### Exercise materials ###
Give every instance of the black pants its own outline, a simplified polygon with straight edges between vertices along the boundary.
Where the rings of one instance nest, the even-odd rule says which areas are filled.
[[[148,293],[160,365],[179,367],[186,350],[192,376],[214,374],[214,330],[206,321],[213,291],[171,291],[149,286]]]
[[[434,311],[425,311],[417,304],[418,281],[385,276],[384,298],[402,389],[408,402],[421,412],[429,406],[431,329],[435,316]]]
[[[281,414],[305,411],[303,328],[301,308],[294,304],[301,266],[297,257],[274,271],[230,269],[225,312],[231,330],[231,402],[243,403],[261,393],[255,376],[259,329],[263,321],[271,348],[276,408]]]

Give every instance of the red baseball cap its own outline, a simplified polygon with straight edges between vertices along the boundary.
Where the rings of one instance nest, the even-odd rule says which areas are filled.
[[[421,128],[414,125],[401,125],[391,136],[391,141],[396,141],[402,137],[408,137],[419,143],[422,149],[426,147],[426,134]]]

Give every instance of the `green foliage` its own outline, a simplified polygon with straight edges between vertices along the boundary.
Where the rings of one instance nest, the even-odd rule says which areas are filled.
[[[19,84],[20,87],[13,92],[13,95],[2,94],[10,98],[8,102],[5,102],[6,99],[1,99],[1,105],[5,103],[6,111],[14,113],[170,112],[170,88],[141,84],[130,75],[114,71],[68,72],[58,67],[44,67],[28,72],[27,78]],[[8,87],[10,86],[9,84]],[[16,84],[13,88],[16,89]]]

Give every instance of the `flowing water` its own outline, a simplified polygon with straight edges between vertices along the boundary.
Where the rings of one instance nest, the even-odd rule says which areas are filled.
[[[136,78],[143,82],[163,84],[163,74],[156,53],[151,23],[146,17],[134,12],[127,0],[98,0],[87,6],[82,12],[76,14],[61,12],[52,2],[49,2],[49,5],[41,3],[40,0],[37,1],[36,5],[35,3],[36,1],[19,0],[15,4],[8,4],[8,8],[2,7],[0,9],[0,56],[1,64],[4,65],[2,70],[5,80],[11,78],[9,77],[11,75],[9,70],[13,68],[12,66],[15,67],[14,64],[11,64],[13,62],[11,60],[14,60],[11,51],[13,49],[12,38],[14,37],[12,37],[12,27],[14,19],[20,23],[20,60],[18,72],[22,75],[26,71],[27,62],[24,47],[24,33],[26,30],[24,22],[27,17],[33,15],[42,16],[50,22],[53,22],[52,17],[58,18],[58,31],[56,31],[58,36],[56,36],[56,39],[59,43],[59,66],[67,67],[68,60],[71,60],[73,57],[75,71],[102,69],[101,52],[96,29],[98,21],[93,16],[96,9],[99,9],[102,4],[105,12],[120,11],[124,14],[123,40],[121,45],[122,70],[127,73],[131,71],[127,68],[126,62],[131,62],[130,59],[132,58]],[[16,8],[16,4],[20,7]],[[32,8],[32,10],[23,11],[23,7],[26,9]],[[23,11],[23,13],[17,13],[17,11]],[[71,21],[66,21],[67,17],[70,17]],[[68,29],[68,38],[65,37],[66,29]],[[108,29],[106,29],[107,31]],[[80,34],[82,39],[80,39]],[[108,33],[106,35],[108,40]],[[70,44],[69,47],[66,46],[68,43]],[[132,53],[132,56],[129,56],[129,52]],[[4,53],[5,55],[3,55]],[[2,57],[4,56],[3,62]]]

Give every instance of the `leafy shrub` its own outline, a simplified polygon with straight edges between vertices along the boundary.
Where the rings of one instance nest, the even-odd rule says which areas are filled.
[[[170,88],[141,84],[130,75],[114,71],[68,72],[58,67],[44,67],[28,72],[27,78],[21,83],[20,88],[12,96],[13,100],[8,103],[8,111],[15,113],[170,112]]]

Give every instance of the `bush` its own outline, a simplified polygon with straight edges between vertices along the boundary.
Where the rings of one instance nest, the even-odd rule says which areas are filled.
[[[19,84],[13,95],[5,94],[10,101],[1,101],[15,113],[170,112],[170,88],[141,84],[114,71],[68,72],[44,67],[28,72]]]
###
▶ _To be done_
Gather every line of the items that contains the string "shrub". Case counts.

▶ _Solution to this problem_
Give every instance of the `leafy shrub` its own outline, a simplified polygon with straight edges between vertices along the boundary.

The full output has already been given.